Task instructions: Could you arrange all of the data below as a numbered list, one line per item, skipping blank lines and leaving out any pictures?

Working data:
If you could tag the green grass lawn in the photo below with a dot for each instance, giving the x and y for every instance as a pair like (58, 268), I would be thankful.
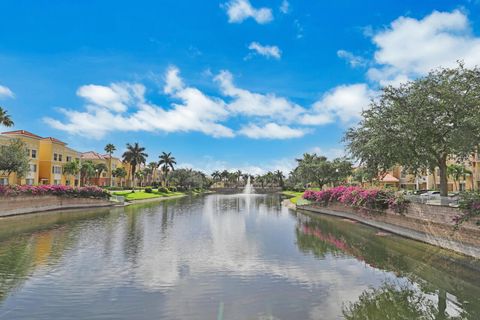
(294, 196)
(141, 194)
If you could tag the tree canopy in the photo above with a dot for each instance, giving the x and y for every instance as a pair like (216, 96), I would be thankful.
(420, 124)
(14, 158)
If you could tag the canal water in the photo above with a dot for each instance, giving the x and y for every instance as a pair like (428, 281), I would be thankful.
(224, 257)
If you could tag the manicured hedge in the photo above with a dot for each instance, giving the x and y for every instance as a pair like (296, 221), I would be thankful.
(374, 199)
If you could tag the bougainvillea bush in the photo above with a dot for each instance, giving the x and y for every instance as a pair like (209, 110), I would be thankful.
(55, 190)
(373, 199)
(469, 204)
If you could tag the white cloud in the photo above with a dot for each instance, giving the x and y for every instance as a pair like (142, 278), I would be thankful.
(344, 102)
(255, 104)
(239, 10)
(271, 131)
(410, 47)
(172, 81)
(353, 60)
(266, 51)
(285, 7)
(5, 92)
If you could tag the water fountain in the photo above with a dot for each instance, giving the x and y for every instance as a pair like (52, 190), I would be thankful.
(248, 187)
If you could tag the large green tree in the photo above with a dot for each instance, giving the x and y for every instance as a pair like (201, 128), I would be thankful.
(135, 156)
(420, 124)
(14, 158)
(72, 168)
(110, 149)
(167, 162)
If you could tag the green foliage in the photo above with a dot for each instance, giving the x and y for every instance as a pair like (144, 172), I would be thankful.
(14, 158)
(420, 123)
(469, 204)
(135, 156)
(72, 168)
(163, 189)
(119, 172)
(313, 168)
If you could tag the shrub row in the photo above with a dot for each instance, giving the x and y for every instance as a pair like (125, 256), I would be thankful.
(373, 199)
(55, 190)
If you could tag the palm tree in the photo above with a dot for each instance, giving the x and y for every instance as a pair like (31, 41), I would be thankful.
(216, 175)
(135, 156)
(121, 173)
(279, 175)
(100, 168)
(5, 118)
(87, 170)
(110, 149)
(72, 168)
(166, 162)
(152, 166)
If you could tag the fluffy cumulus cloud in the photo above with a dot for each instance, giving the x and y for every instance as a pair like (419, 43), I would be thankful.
(344, 102)
(5, 92)
(271, 131)
(240, 10)
(411, 47)
(254, 104)
(265, 50)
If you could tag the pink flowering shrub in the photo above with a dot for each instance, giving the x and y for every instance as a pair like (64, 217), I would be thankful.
(469, 204)
(375, 199)
(55, 190)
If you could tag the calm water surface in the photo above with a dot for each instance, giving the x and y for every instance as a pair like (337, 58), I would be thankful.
(224, 257)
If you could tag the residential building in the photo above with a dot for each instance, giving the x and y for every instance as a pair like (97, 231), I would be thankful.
(54, 154)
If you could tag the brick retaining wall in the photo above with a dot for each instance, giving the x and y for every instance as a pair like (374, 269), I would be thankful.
(427, 223)
(29, 204)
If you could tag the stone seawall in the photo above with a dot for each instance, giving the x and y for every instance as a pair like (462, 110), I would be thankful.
(430, 224)
(29, 204)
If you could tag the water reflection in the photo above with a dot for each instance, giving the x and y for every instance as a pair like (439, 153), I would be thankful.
(227, 256)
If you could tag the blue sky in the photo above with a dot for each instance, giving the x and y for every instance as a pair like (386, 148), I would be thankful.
(220, 84)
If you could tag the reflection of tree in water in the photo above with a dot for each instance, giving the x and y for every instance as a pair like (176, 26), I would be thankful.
(436, 272)
(395, 302)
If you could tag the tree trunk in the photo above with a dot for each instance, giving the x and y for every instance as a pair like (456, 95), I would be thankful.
(442, 165)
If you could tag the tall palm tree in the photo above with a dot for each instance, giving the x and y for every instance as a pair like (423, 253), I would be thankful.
(166, 162)
(153, 168)
(135, 156)
(110, 149)
(5, 118)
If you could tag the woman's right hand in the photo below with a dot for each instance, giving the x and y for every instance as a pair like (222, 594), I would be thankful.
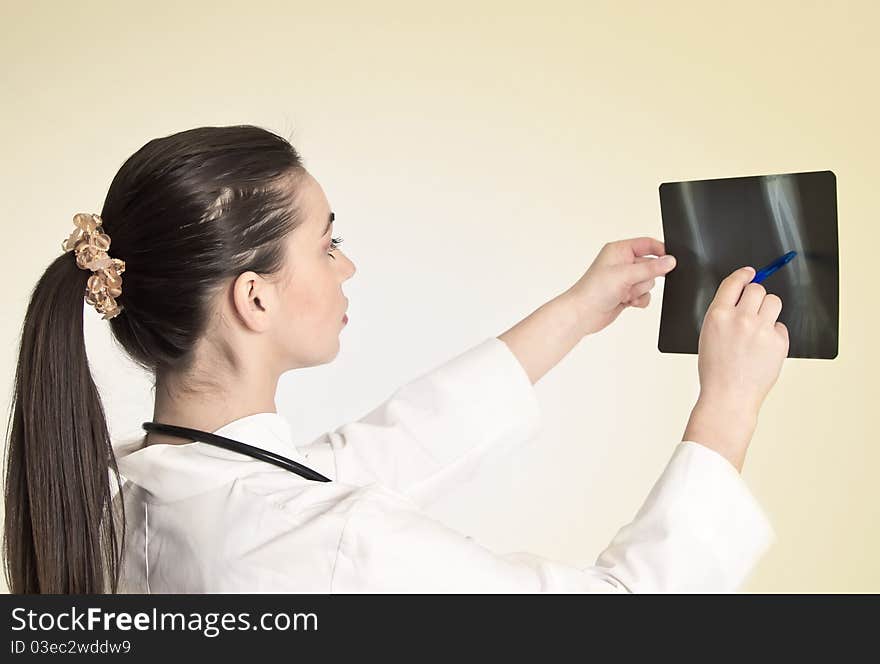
(741, 350)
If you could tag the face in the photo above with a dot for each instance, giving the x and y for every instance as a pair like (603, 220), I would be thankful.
(310, 304)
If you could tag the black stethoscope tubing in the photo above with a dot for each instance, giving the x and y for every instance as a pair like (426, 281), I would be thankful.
(236, 446)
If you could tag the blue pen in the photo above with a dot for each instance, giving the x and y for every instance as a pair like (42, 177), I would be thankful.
(767, 270)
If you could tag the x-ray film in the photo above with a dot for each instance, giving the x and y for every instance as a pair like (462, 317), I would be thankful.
(713, 227)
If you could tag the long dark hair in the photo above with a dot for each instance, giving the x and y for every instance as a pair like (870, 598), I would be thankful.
(187, 213)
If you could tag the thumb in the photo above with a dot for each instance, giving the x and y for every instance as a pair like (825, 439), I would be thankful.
(649, 269)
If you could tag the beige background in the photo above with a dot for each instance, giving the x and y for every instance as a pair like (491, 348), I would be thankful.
(477, 157)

Written reply:
1. If you could tag the green grass lawn in the photo below with a dot for each instance, giving the x and y for every instance as a pair like (58, 268), I would be thankful.
2. (294, 196)
3. (141, 194)
4. If you could tag the tree canopy in the photo above with a dot for each instance, giving the x and y for every instance as a pair like (216, 96), I would be thankful.
5. (420, 124)
6. (14, 158)
7. If you could tag the canal water in the photo above with a dot for each instance, giving the x and y for every instance as a pair like (428, 281), I would be thankful.
8. (224, 257)
9. If you could tag the manicured hedge in the photo above with a dot for each instance, giving the x and y for every instance as a pair like (296, 221), I would be thankful.
10. (374, 199)
11. If you could tag the bougainvillea bush in the photo above with a dot for each instance, giving the x and y for every instance as a pair like (209, 110), I would be thankful.
12. (55, 190)
13. (373, 199)
14. (469, 204)
15. If you could tag the white cloud in the photo above with a dot for each instance, giving the x and y for every instance as a pair like (142, 278), I would be thankful.
16. (344, 102)
17. (255, 104)
18. (239, 10)
19. (271, 131)
20. (410, 47)
21. (172, 81)
22. (353, 60)
23. (266, 51)
24. (285, 7)
25. (5, 92)
26. If you could tag the water fountain in the photo above with a dot for each instance, giving the x and y for every instance as a pair like (52, 190), I would be thankful.
27. (248, 187)
28. If you could tag the large green tree in the photo above with a dot for each instance, giving the x and y for every instance as a pair like (201, 128), I would be thankful.
29. (135, 156)
30. (420, 124)
31. (14, 158)
32. (72, 168)
33. (110, 149)
34. (167, 162)
35. If you could tag the green foliage in the photo above with a dot for each instance, giving the x and y for every instance as a pair like (144, 172), I would be thankful.
36. (14, 158)
37. (420, 123)
38. (469, 204)
39. (135, 156)
40. (72, 168)
41. (163, 189)
42. (119, 172)
43. (313, 168)
44. If you could tag the shrub row in the photo above with a dot for each instance, giving the x and y for every instance as a pair like (125, 256), I would be thankful.
45. (373, 199)
46. (55, 190)
47. If you could tag the palm tree in the photo above with a dot for each instance, giving the x and y for every instance as a pair like (31, 41), I would be thankful.
48. (216, 175)
49. (135, 156)
50. (121, 173)
51. (279, 175)
52. (100, 168)
53. (5, 118)
54. (87, 170)
55. (110, 149)
56. (72, 168)
57. (166, 162)
58. (152, 166)
59. If you could tag the fluffy cumulus cloud in the photo above with a dot for each instance, giving the x and y for every instance as a pair like (419, 43), I would be thankful.
60. (344, 102)
61. (5, 92)
62. (271, 131)
63. (240, 10)
64. (411, 47)
65. (254, 104)
66. (265, 50)
67. If you could tag the pink flowering shrub in the photo above with a dot for each instance, giving the x and y for every instance as a pair like (64, 217), I would be thankful.
68. (469, 204)
69. (375, 199)
70. (55, 190)
71. If you could tag the calm water surface in the photo above with a dot for each instance, giving the x and y for every instance as a pair like (337, 58), I would be thankful.
72. (224, 257)
73. If you could tag the residential building in the photo above with a dot for each instance, giving the x and y for every instance as a pair like (97, 231), I would be thankful.
74. (54, 154)
75. If you could tag the brick retaining wall in the photo above with a dot for each instance, giving the x and y for every instance as a pair like (374, 269), I would be thankful.
76. (427, 223)
77. (29, 204)
78. If you could tag the stone seawall in the photo above with a dot for each instance, giving the x and y for every instance as a pair like (462, 110), I would be thankful.
79. (430, 224)
80. (29, 204)
81. If you could tag the water reflection in the photo above with a dot for each instance, giving the x and y for every instance as a pair like (439, 153), I would be thankful.
82. (227, 256)
83. If you could tag the blue sky in the photo above with a dot for each instance, giving the x and y for every instance as a pair like (386, 148), I would be thankful.
84. (220, 84)
85. If you could tag the reflection of tree in water in the photo above with a dot for each instance, giving the x and y for every instance as a pair like (176, 26), I would be thankful.
86. (436, 272)
87. (395, 302)
88. If you could tag the tree trunk in the photo above with a dot for each instance, giving the x and y for every instance as a pair like (456, 95), I would be thankful.
89. (442, 165)
90. If you could tag the tall palm tree in the photo above with a dot for each instance, giving the x and y for every instance as a pair like (423, 253), I would be thankful.
91. (166, 162)
92. (153, 168)
93. (135, 156)
94. (110, 149)
95. (5, 118)
96. If you could tag the woman's right hand in the photo below with a dot for each instance, giving the x and y for every instance as a pair like (222, 594), I would be thankful.
97. (741, 350)
98. If you could tag the face in the photo above with a dot for each instance, giving the x and y for every instance as a pair like (603, 220), I would be thankful.
99. (310, 304)
100. If you could tag the black stethoscope tubing in the photo above with a dot for each instance, giving the x and y for every instance as a pair like (426, 281), I would be thankful.
101. (236, 446)
102. If you could tag the blue pen in the photo above with a dot for each instance, giving the x and y for every instance as a pair like (42, 177), I would be thankful.
103. (767, 270)
104. If you could tag the x-ray film in the photo above with a dot for each instance, giving the x and y for every instance as a pair like (462, 317), I would be thankful.
105. (713, 227)
106. If you could tag the long dark hair in the photo above with a dot for each instance, giving the x and y for every instance as a pair like (870, 598), I would be thankful.
107. (187, 213)
108. If you could tag the thumb in the photo above with a dot for each instance, giving the x and y for every instance as a pair like (825, 439), I would be thankful.
109. (649, 269)
110. If you could tag the beige background in the photo above with a dot for each instance, giving the x and y for every instance as a pair like (491, 348), I would be thankful.
111. (477, 157)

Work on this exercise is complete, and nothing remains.